Problem to work on:
Return, from the lines below, each one that includes the word "every".

Dataset entries
******************************

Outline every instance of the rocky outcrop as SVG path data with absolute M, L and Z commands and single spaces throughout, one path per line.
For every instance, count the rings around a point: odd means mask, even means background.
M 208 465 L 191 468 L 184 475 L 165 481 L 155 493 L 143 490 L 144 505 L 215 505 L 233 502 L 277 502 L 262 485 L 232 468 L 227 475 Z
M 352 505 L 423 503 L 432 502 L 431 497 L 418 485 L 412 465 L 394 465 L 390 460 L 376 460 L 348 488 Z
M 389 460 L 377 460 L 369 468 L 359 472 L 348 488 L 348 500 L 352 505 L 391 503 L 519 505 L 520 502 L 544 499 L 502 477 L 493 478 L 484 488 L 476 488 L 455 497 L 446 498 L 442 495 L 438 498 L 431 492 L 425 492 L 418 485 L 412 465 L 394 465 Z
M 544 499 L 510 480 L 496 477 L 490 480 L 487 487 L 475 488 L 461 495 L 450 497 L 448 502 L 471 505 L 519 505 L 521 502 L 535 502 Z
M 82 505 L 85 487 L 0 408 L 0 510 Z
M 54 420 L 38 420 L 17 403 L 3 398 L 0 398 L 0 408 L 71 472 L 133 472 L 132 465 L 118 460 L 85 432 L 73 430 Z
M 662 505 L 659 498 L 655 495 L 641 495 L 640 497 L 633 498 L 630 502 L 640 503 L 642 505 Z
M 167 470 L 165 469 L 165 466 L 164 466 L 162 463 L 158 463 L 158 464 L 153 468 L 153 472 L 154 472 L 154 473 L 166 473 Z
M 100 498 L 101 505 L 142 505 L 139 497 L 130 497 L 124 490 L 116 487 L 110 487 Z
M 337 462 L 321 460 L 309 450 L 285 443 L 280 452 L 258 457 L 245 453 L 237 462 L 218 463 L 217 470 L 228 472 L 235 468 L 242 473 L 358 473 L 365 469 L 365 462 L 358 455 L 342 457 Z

******************************

Problem solution:
Outline every instance of the rocky outcrop as SVG path data with absolute M, L and Z commands and single spaces throughout, one path per line.
For every instance, count the rings around a point: odd means mask, even means background.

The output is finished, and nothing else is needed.